# Start of Records for this task
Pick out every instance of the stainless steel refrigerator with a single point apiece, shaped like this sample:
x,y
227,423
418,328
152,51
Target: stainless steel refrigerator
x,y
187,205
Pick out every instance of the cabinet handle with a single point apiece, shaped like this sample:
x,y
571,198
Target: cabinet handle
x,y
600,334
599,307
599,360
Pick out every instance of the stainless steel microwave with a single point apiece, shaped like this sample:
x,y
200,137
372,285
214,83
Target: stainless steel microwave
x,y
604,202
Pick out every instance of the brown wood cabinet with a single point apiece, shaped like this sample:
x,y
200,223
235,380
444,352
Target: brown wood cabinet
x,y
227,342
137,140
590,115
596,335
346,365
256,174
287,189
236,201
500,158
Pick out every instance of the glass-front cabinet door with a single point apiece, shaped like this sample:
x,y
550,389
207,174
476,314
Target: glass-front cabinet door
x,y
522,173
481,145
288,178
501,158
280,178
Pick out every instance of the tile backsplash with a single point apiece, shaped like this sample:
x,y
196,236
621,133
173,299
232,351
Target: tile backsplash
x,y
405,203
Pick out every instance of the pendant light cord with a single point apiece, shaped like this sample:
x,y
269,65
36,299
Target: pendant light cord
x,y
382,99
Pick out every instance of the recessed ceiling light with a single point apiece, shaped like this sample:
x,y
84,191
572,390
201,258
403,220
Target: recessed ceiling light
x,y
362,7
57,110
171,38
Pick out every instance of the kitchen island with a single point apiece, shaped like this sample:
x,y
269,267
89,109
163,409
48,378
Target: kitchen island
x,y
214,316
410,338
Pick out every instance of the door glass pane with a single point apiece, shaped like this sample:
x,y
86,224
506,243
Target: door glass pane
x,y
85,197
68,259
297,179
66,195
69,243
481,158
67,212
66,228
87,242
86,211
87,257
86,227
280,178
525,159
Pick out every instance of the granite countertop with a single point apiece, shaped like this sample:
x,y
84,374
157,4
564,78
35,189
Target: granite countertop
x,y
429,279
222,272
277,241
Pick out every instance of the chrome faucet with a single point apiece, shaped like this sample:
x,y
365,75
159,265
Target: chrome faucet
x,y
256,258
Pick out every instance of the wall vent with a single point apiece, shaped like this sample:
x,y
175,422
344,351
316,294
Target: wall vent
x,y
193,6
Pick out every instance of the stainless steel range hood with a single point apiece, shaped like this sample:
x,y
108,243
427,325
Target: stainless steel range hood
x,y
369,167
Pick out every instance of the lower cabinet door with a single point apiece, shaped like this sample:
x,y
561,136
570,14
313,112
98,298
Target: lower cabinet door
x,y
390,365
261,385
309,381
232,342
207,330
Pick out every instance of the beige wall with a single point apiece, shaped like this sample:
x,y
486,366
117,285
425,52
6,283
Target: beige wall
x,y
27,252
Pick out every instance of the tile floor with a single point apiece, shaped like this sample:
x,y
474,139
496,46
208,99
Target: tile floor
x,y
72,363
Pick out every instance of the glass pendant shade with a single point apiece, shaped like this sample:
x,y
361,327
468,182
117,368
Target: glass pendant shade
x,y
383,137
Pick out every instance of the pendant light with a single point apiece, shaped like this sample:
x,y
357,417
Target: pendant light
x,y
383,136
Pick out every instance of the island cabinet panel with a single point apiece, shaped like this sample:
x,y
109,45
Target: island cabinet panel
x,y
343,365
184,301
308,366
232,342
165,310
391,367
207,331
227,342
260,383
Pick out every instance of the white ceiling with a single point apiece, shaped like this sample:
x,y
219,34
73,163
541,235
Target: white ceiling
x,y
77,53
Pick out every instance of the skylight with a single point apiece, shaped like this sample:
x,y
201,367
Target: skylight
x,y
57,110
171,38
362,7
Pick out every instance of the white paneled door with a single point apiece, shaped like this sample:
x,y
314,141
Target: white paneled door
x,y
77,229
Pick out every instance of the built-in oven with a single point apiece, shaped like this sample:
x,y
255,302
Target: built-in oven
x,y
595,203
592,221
# End of Records for this task
(Direction): Could you put every line of the listing above into a Markdown table with the columns Row and Line, numbering the rows and leaving out blank lines?

(Task response):
| Row | Line |
|---|---|
| 1 | Pick out every instance of the stainless steel refrigerator with a single point apiece, shaped like this sample: |
| 2 | x,y |
| 3 | 227,423 |
| 4 | 418,328 |
| 5 | 152,51 |
| 6 | Target: stainless steel refrigerator |
| 7 | x,y |
| 8 | 187,205 |
| 9 | Pick out every instance of the cabinet handle with a single point apiece, shaped like this sample: |
| 10 | x,y |
| 11 | 571,198 |
| 12 | Target: cabinet handle |
| 13 | x,y |
| 14 | 600,334 |
| 15 | 599,307 |
| 16 | 599,360 |
| 17 | Pick out every instance of the stainless steel microwave with a single point apiece, shaped like this sample: |
| 18 | x,y |
| 19 | 200,137 |
| 20 | 372,285 |
| 21 | 214,83 |
| 22 | Target: stainless steel microwave |
| 23 | x,y |
| 24 | 604,202 |
| 25 | Pick out every instance of the brown wood cabinet with a single point apiece, shaped like this sample: |
| 26 | x,y |
| 27 | 200,223 |
| 28 | 235,380 |
| 29 | 444,352 |
| 30 | Target: brown wood cabinet |
| 31 | x,y |
| 32 | 227,342 |
| 33 | 137,140 |
| 34 | 590,115 |
| 35 | 596,335 |
| 36 | 346,365 |
| 37 | 256,174 |
| 38 | 287,189 |
| 39 | 236,201 |
| 40 | 500,158 |
| 41 | Pick out every instance of the glass-front cabinet door with a single point apiece, shaped like this sample: |
| 42 | x,y |
| 43 | 550,389 |
| 44 | 207,174 |
| 45 | 476,314 |
| 46 | Target: glass-front cabinet door |
| 47 | x,y |
| 48 | 522,173 |
| 49 | 481,145 |
| 50 | 288,178 |
| 51 | 501,158 |
| 52 | 280,178 |
| 53 | Pick out every instance of the tile backsplash with a single point apiece, shaped like this sample: |
| 54 | x,y |
| 55 | 196,236 |
| 56 | 621,133 |
| 57 | 173,299 |
| 58 | 232,351 |
| 59 | Target: tile backsplash |
| 60 | x,y |
| 61 | 405,203 |
| 62 | Pick out every instance of the pendant light cord with a single point apiece, shaped like this sample: |
| 63 | x,y |
| 64 | 269,65 |
| 65 | 36,299 |
| 66 | Target: pendant light cord |
| 67 | x,y |
| 68 | 382,99 |
| 69 | Pick out every instance of the recessed ceiling light with a single point apiece, shaped like this sample: |
| 70 | x,y |
| 71 | 84,191 |
| 72 | 572,390 |
| 73 | 201,258 |
| 74 | 403,220 |
| 75 | Target: recessed ceiling light |
| 76 | x,y |
| 77 | 362,7 |
| 78 | 57,110 |
| 79 | 171,38 |
| 80 | Pick out every instance of the kitchen island with a single point apiece, shaped like this sample: |
| 81 | x,y |
| 82 | 269,267 |
| 83 | 89,109 |
| 84 | 163,409 |
| 85 | 48,378 |
| 86 | Target: kitchen island |
| 87 | x,y |
| 88 | 214,316 |
| 89 | 410,338 |
| 90 | Pick out every instance of the door glass pane with a single point apiece, shaped like this sample: |
| 91 | x,y |
| 92 | 86,224 |
| 93 | 506,243 |
| 94 | Target: door glass pane |
| 95 | x,y |
| 96 | 85,197 |
| 97 | 68,259 |
| 98 | 297,179 |
| 99 | 66,195 |
| 100 | 69,243 |
| 101 | 481,158 |
| 102 | 67,212 |
| 103 | 66,228 |
| 104 | 87,242 |
| 105 | 86,211 |
| 106 | 87,257 |
| 107 | 86,227 |
| 108 | 280,178 |
| 109 | 525,159 |
| 110 | Pick out every instance of the granite countertop with a single point apiece, shaped like this sample: |
| 111 | x,y |
| 112 | 84,374 |
| 113 | 157,4 |
| 114 | 564,78 |
| 115 | 35,189 |
| 116 | Target: granite countertop |
| 117 | x,y |
| 118 | 429,279 |
| 119 | 222,272 |
| 120 | 277,241 |
| 121 | Pick out every instance of the chrome faucet with a single point apiece, shaped like this sample: |
| 122 | x,y |
| 123 | 365,75 |
| 124 | 159,265 |
| 125 | Target: chrome faucet |
| 126 | x,y |
| 127 | 256,258 |
| 128 | Pick out every instance of the wall vent with a single point apiece, shaped like this sample: |
| 129 | x,y |
| 130 | 175,422 |
| 131 | 344,351 |
| 132 | 316,294 |
| 133 | Target: wall vent |
| 134 | x,y |
| 135 | 193,6 |
| 136 | Pick out every instance of the stainless steel range hood with a single point apiece, shaped like this sample: |
| 137 | x,y |
| 138 | 108,243 |
| 139 | 427,325 |
| 140 | Target: stainless steel range hood |
| 141 | x,y |
| 142 | 369,167 |
| 143 | Pick out every instance of the lower cabinet door with a single point apiece, shaped like this sample: |
| 144 | x,y |
| 145 | 561,136 |
| 146 | 570,14 |
| 147 | 313,112 |
| 148 | 98,298 |
| 149 | Target: lower cabinet door |
| 150 | x,y |
| 151 | 390,365 |
| 152 | 261,385 |
| 153 | 309,381 |
| 154 | 232,342 |
| 155 | 207,330 |
| 156 | Pick out every instance of the beige wall with a single point apiece, shaped like this sample: |
| 157 | x,y |
| 158 | 486,366 |
| 159 | 117,285 |
| 160 | 425,52 |
| 161 | 6,283 |
| 162 | Target: beige wall |
| 163 | x,y |
| 164 | 27,252 |
| 165 | Pick out every instance of the tile floor with a single point apiece, shaped like this sample: |
| 166 | x,y |
| 167 | 474,139 |
| 168 | 496,46 |
| 169 | 208,99 |
| 170 | Target: tile floor |
| 171 | x,y |
| 172 | 72,363 |
| 173 | Pick out every instance of the glass pendant shade with a single point apiece, shaped like this sample: |
| 174 | x,y |
| 175 | 361,327 |
| 176 | 468,182 |
| 177 | 117,368 |
| 178 | Target: glass pendant shade |
| 179 | x,y |
| 180 | 383,137 |
| 181 | Pick out every instance of the pendant light with a single point apiece, shaped like this sample: |
| 182 | x,y |
| 183 | 357,417 |
| 184 | Target: pendant light |
| 185 | x,y |
| 186 | 383,136 |
| 187 | Pick out every instance of the island cabinet panel with a single point apiece, shaped like this sample: |
| 188 | x,y |
| 189 | 109,45 |
| 190 | Target: island cabinet panel |
| 191 | x,y |
| 192 | 343,365 |
| 193 | 184,301 |
| 194 | 308,366 |
| 195 | 232,342 |
| 196 | 165,310 |
| 197 | 391,367 |
| 198 | 207,331 |
| 199 | 227,342 |
| 200 | 260,383 |
| 201 | Pick out every instance of the white ceiling with a single point apiece, shaped like this sample: |
| 202 | x,y |
| 203 | 219,34 |
| 204 | 73,163 |
| 205 | 541,235 |
| 206 | Target: white ceiling |
| 207 | x,y |
| 208 | 77,53 |
| 209 | Pick out every instance of the skylight with a single point apiece, shaped like this sample: |
| 210 | x,y |
| 211 | 201,367 |
| 212 | Target: skylight |
| 213 | x,y |
| 214 | 57,110 |
| 215 | 171,38 |
| 216 | 362,7 |
| 217 | Pick out every instance of the white paneled door with a single point apiece, shaped like this sample: |
| 218 | x,y |
| 219 | 314,141 |
| 220 | Target: white paneled door |
| 221 | x,y |
| 222 | 77,229 |
| 223 | Pick out every instance of the built-in oven with a single point apiece, shaped like this sample: |
| 224 | x,y |
| 225 | 255,302 |
| 226 | Target: built-in oven |
| 227 | x,y |
| 228 | 595,203 |
| 229 | 592,221 |